* _Request_
Keep only the lines below that contain the string "above", treating uppercase and lowercase as different.

******************************

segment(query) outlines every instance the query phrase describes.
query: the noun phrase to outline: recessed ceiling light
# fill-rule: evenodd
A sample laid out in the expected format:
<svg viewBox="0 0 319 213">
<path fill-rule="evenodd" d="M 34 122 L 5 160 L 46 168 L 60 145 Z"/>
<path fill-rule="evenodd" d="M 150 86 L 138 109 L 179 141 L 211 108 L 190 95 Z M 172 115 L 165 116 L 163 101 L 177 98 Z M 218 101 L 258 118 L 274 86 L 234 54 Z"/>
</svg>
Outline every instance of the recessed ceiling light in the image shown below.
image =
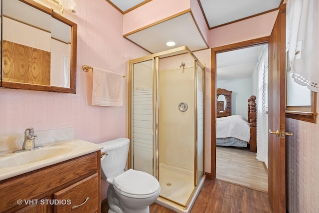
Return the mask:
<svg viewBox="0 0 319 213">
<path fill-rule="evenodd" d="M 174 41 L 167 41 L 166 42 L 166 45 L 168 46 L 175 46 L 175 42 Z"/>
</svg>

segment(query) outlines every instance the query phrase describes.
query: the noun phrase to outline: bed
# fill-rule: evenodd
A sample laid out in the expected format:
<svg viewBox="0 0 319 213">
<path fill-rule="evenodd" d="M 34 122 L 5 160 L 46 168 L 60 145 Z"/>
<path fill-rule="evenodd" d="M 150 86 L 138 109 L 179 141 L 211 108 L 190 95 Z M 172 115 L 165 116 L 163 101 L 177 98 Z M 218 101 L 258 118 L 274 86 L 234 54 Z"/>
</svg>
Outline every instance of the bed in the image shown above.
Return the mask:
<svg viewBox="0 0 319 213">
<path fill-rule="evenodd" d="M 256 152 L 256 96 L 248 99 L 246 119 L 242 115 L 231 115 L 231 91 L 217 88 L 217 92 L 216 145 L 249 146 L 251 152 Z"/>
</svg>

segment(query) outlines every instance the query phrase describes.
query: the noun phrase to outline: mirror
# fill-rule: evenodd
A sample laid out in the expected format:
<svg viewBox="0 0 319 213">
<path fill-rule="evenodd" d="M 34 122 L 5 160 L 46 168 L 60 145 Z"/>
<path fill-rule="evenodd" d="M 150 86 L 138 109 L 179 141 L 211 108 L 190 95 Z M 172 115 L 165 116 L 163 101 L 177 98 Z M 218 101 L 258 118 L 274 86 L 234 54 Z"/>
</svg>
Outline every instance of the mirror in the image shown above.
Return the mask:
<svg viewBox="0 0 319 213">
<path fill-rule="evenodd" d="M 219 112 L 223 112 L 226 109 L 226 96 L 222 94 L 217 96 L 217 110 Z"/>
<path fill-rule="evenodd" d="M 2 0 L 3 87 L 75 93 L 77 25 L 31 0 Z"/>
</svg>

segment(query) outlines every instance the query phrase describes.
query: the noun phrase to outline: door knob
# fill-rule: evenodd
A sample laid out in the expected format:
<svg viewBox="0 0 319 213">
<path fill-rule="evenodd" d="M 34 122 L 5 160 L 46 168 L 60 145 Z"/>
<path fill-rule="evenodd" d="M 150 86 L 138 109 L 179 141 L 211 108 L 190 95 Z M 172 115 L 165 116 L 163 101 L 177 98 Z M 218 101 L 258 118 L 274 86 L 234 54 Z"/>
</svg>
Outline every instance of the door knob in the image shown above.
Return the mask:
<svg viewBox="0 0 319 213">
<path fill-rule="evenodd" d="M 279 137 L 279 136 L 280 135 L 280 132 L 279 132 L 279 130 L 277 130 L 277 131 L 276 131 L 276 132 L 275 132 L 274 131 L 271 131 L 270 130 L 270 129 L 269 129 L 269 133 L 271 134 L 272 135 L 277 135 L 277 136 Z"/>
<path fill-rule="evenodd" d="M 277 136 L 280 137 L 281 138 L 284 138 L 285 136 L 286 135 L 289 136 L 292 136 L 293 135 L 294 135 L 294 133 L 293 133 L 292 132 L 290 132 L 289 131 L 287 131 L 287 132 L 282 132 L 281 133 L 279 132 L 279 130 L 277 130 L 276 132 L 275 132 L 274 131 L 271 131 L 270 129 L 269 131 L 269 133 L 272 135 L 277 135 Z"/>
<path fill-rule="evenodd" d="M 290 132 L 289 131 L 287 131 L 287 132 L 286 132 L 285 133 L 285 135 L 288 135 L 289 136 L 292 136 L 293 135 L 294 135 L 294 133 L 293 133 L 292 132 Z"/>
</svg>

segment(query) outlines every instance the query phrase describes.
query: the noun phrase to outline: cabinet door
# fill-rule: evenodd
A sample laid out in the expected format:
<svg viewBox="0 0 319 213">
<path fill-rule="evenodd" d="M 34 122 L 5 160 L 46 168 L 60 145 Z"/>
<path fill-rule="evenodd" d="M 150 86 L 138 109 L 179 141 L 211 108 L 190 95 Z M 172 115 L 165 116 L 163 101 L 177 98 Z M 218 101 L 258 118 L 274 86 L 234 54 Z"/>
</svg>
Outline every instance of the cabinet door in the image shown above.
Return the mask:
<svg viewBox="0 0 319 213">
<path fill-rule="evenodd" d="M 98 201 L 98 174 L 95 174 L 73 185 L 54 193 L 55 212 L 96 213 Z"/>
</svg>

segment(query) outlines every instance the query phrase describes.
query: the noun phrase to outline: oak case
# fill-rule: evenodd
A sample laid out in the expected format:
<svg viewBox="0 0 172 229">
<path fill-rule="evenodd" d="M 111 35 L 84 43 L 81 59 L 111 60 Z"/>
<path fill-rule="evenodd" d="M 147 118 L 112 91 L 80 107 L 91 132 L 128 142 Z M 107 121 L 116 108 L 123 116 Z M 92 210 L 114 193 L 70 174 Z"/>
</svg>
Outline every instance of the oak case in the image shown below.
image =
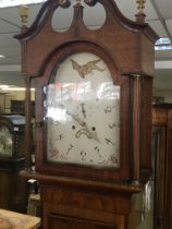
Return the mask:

******************************

* _Solved exercise_
Outline every instance of the bed in the image shown above.
Outline every instance of the mirror in the image shown above.
Outline every instance of the door knob in the image shown above.
Outline every instance of the cabinet door in the image shown above.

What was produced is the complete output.